===== PAGE EXCERPT
# Overclocking Gtx 750 Ti EVGA FTW



## Tuckortum (Oct 22, 2012)

Hello. I have been trying to overclock my gtx 750 Ti with little success. I used Precision X to overclock it and have followed a few tutorials. This is the first time ive overclocked anything so i am quite new. I can get it up to about a 60 Mhz increase semi stably but after that it just crashes. Even if i up the voltage it still crashes. For the memory i did it independently from the ram and during all of this ive got unigen heaven running but i got it up to a 700mhz boost and i didnt see any artifact. the actual memory clock was only at 3000mhz ish for this though. Any help is greatly appreciated.


----------



## Aus_Karlos (Mar 10, 2007)

Leave the memory at stock speeds for now. Memory speeds are very twitchy and pushing them too far can brick your GPU quickly. 
Also keep the voltages at stock for now you shouldn't need to bump them up at 60mhz.
Increasing the voltage on a GPU can really shorten the life of the card even 5mv can do damage.

First can you post the rest of your system specs. More specifically your PSU. Second can you download https://www.techpowerup.com/gpuz/ When you run the application up on the top right-click and a menu will popup and click on "Read ASCI Quality". The higher the value the better the card is for overclocking.
==========
• _GIVEN PROBLEM 1_
In the overclocking thread, which program did the original poster use to overclock the card?
===== DATASET EXCERPTS
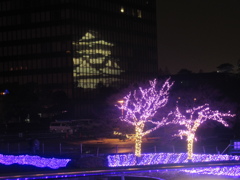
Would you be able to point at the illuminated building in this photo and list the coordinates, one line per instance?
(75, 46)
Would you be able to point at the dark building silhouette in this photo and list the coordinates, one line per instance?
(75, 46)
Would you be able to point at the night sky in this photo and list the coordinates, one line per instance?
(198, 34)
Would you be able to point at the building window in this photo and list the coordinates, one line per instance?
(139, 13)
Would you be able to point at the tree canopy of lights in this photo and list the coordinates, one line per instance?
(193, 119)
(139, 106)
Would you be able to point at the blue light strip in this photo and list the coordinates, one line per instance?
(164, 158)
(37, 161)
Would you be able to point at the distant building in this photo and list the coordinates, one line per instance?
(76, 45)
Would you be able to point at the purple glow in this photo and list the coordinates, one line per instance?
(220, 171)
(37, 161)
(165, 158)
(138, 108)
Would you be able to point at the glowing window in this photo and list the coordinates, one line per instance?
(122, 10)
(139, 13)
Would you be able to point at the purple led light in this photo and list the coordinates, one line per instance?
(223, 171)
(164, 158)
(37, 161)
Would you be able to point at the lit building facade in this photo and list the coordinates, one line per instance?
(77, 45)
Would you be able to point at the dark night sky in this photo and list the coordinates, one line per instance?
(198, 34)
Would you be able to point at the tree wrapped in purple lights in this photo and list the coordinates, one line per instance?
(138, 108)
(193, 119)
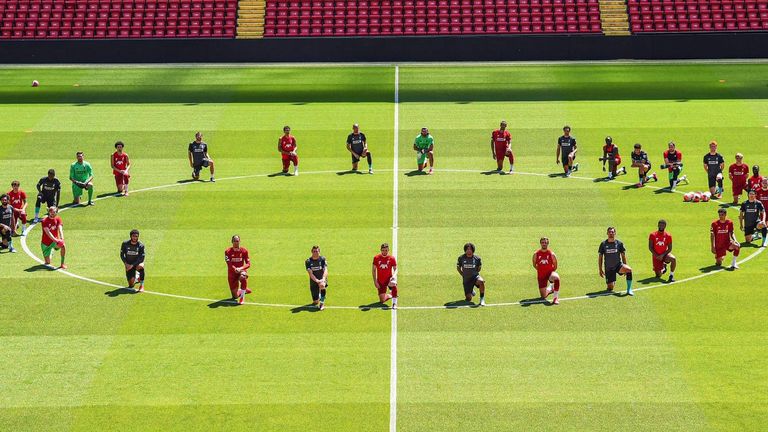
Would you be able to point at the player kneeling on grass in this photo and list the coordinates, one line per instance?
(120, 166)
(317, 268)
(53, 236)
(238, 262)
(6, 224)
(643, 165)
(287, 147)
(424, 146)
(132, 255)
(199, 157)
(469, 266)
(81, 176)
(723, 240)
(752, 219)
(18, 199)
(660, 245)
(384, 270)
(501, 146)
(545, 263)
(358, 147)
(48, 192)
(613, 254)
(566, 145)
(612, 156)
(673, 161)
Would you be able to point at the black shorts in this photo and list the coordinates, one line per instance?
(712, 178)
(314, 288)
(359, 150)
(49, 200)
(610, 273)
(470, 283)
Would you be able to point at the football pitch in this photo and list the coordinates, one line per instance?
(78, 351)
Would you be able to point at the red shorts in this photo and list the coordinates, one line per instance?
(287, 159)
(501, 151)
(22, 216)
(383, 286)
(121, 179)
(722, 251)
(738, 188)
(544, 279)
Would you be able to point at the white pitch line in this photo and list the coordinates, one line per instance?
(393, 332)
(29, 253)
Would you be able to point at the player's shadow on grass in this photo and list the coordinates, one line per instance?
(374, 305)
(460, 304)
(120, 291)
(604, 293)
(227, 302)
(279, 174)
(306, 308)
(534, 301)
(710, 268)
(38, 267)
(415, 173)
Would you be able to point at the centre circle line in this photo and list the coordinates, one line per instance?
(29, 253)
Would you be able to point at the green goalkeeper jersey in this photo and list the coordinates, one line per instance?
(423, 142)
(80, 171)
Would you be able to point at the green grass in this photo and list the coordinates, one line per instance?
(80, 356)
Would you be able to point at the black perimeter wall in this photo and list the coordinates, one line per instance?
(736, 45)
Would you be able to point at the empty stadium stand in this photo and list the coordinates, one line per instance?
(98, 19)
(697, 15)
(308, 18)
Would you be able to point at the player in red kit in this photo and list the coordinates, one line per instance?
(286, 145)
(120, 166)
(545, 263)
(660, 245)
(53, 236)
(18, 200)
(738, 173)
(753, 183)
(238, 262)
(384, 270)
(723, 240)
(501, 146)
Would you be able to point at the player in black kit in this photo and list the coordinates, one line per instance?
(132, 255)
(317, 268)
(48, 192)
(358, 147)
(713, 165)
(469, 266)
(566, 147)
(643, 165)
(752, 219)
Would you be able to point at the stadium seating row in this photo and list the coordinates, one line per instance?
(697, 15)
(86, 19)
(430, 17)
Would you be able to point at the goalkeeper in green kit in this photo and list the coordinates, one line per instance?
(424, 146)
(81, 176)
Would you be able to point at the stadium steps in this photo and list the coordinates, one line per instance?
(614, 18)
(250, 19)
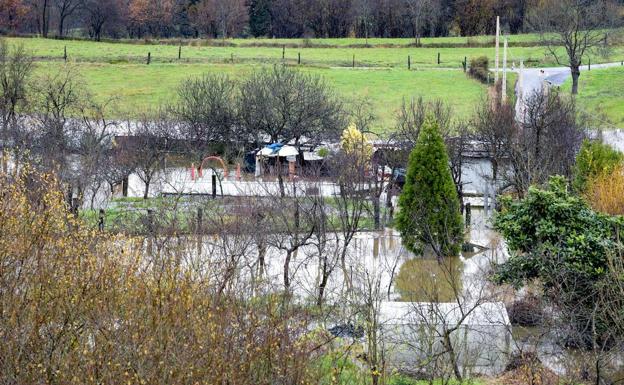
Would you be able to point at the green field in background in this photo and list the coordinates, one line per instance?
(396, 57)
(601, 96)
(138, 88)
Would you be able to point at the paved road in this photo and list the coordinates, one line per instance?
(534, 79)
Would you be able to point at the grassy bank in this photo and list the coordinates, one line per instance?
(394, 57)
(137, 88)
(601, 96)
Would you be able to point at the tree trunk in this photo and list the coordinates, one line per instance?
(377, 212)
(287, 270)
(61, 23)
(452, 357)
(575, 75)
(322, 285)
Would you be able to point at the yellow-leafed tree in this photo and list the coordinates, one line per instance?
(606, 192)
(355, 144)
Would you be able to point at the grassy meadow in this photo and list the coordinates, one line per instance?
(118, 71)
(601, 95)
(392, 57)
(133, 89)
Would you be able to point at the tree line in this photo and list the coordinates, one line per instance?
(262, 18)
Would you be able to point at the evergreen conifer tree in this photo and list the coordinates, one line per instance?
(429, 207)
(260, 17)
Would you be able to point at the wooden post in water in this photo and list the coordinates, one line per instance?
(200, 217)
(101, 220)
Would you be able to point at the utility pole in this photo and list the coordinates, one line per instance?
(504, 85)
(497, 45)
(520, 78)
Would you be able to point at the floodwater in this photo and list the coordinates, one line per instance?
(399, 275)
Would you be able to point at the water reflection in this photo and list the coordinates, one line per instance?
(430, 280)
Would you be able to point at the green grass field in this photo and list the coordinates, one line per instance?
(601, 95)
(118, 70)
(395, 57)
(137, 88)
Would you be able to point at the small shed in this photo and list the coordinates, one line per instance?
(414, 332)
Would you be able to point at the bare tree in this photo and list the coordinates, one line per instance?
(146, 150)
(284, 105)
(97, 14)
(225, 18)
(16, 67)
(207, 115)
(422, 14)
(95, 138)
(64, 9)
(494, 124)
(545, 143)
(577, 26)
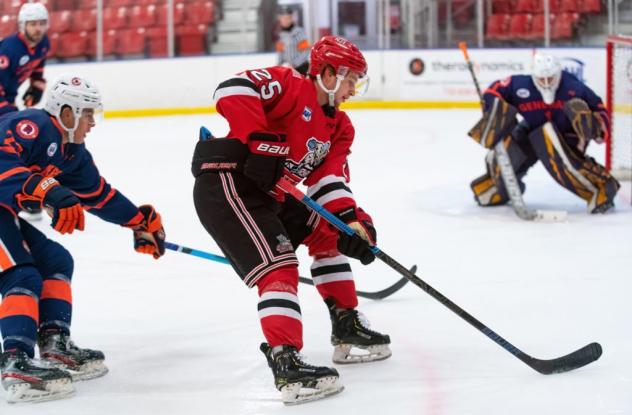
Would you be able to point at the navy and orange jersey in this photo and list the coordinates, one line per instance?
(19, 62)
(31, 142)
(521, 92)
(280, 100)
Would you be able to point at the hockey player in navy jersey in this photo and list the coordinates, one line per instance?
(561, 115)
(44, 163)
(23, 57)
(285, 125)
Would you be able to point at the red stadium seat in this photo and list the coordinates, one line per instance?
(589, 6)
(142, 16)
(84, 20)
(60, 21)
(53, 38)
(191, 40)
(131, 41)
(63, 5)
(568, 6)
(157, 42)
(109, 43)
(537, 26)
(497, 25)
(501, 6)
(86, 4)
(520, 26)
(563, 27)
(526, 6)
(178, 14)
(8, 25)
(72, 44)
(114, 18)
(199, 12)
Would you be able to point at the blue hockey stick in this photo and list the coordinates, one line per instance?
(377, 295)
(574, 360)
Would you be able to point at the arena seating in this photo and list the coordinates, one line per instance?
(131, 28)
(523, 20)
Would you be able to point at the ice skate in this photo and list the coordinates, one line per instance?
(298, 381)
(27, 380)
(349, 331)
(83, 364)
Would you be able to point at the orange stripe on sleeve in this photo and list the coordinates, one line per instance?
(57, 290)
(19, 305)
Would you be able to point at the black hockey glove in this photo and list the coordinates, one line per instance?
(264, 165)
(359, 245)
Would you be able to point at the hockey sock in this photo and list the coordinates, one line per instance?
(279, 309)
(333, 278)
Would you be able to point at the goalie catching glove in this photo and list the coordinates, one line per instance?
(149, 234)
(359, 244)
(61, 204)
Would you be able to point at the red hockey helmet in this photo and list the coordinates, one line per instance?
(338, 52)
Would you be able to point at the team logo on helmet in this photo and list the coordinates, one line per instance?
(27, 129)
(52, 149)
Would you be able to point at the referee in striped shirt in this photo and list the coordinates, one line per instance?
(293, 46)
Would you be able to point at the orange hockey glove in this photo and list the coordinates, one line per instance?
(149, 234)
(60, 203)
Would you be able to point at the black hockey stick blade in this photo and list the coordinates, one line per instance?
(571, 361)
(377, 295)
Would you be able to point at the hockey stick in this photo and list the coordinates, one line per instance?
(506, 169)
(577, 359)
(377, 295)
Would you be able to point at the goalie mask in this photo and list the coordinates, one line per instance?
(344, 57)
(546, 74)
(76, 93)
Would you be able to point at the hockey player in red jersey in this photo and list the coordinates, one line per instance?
==========
===== DATASET EXCERPTS
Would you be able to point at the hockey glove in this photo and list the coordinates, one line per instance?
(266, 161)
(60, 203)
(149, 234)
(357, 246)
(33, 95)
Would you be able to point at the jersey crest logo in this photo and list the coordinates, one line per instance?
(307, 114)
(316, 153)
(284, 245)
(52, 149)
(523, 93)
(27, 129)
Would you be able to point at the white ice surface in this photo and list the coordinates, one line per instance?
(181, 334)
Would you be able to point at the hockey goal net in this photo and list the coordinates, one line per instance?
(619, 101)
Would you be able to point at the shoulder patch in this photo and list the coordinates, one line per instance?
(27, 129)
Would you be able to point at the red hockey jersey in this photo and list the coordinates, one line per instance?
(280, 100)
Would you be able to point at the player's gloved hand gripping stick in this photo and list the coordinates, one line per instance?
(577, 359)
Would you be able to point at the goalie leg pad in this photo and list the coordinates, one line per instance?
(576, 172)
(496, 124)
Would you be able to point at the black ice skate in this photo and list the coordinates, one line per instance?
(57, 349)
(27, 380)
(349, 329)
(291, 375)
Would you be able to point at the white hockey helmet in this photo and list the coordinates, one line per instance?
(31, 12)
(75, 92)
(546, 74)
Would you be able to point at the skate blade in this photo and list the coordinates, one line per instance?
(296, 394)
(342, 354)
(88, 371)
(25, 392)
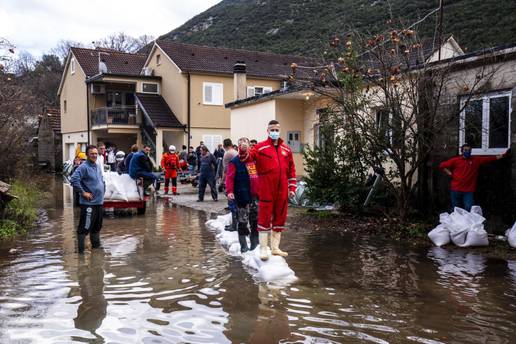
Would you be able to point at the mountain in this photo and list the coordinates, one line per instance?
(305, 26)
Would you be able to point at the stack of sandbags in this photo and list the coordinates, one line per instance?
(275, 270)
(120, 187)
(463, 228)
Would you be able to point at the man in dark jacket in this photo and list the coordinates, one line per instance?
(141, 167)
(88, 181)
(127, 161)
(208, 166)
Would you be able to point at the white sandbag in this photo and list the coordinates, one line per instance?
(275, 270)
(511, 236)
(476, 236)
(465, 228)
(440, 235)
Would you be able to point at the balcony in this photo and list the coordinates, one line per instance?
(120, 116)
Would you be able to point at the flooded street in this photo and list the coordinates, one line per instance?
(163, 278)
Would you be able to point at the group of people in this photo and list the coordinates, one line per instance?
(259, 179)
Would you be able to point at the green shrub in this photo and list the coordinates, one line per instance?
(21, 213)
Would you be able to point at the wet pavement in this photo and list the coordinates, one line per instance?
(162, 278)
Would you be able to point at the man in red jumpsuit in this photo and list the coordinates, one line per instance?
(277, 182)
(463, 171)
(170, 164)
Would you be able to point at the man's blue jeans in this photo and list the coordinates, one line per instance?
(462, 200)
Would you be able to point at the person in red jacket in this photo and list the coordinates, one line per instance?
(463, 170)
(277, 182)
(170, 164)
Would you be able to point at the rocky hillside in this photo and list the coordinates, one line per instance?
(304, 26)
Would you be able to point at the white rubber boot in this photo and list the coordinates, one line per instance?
==========
• _GIVEN PROBLEM 2_
Copy out the rows, starting at the line that contains "Would you be able to point at the goalie mask" and ending after the line that contains "in red jersey".

• _EXPECTED ANSWER 1_
Precision X

• _EXPECTED ANSWER 2_
Would you be able to point at the goalie mask in this photo and list the coordinates, one line per instance?
(344, 57)
(546, 74)
(76, 93)
Would you be able to point at the hockey player in red jersey in this photo and list the coordinates, one line per instance?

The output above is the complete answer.